▶ **DATASET ROWS**:
[START]

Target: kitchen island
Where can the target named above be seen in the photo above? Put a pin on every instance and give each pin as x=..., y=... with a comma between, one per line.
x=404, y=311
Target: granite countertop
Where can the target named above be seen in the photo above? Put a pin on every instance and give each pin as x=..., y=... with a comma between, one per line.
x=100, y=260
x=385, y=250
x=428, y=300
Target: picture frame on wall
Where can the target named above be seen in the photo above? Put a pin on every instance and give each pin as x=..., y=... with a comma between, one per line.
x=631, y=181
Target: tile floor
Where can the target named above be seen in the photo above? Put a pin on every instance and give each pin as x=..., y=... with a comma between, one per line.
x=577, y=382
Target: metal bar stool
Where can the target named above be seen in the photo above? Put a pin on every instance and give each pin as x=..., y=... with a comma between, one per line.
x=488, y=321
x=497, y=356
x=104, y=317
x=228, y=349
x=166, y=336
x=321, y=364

[END]

▶ **WHAT YOU NEED TO DO**:
Render every line of the records above as a Markdown table with two columns, Row and Line. Number each row and omit any blank lines.

▶ **WORKED SOLUTION**:
| Row | Line |
|---|---|
| 1 | Target: kitchen island |
| 2 | Where can the target named above be seen in the photo above? Put a pin on every instance and give each pin as x=..., y=... with a comma between, one per line. |
| 3 | x=404, y=311 |
| 4 | Target: granite countertop |
| 5 | Where can the target named above be seen in the photo above? Put a pin on every instance and give each pin as x=..., y=... with a comma between, one per line. |
| 6 | x=100, y=260 |
| 7 | x=385, y=250 |
| 8 | x=428, y=300 |
| 9 | Target: picture frame on wall |
| 10 | Where can the target named above be seen in the photo above? Put a pin on every instance and give each pin as x=..., y=... with a comma between, one per line. |
| 11 | x=631, y=181 |
| 12 | Target: tile floor |
| 13 | Where can the target named above be seen in the photo above? Put a pin on every instance and give each pin as x=..., y=... with a comma between, one per line. |
| 14 | x=577, y=382 |
| 15 | Target: metal bar stool |
| 16 | Where can the target named above be seen in the photo above? Put a pin on every instance and give each pin as x=..., y=... with a comma between, one per line. |
| 17 | x=488, y=321 |
| 18 | x=497, y=356 |
| 19 | x=104, y=317 |
| 20 | x=228, y=349 |
| 21 | x=166, y=336 |
| 22 | x=321, y=364 |